(Stored records)
---+---

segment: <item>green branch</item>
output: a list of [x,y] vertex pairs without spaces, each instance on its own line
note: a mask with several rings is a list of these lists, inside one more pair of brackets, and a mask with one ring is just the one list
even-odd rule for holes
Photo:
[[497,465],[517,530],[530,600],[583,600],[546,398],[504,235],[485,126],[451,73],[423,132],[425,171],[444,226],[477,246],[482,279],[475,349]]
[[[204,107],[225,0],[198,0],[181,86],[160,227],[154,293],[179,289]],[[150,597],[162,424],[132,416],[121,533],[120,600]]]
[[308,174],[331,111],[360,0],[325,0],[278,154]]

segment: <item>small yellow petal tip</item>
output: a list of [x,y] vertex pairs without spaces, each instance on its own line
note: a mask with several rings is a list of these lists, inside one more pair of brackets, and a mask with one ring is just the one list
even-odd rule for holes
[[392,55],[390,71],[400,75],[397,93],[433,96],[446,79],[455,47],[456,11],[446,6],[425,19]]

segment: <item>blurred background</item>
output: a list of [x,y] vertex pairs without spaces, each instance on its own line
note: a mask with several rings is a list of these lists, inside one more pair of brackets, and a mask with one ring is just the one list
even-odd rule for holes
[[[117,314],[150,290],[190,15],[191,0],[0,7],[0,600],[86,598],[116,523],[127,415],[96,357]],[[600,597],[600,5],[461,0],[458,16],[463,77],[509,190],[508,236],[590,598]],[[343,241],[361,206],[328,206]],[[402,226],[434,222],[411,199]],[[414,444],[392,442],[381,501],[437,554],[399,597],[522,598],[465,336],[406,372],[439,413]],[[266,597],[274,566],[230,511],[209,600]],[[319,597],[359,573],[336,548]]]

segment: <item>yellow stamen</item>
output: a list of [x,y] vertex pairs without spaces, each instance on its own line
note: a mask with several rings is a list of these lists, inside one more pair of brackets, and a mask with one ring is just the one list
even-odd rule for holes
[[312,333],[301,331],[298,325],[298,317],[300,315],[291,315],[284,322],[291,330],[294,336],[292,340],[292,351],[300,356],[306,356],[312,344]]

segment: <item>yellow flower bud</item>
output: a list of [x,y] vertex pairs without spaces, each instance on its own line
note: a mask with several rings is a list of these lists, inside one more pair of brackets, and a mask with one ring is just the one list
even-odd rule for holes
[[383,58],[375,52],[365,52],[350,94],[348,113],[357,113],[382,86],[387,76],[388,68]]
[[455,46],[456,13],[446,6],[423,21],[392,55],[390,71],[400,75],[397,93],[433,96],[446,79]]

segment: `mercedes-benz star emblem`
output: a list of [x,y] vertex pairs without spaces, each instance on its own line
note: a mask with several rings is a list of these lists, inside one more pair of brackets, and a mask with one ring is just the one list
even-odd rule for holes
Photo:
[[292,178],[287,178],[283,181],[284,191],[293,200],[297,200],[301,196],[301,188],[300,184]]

---+---

• _Exercise goal_
Collect every line from the rows above that contains the string "item", treating uppercase and lowercase as different.

• _In response_
segment: <item>green branch</item>
segment: <item>small yellow petal tip</item>
segment: <item>blurred background</item>
segment: <item>yellow stamen</item>
segment: <item>yellow flower bud</item>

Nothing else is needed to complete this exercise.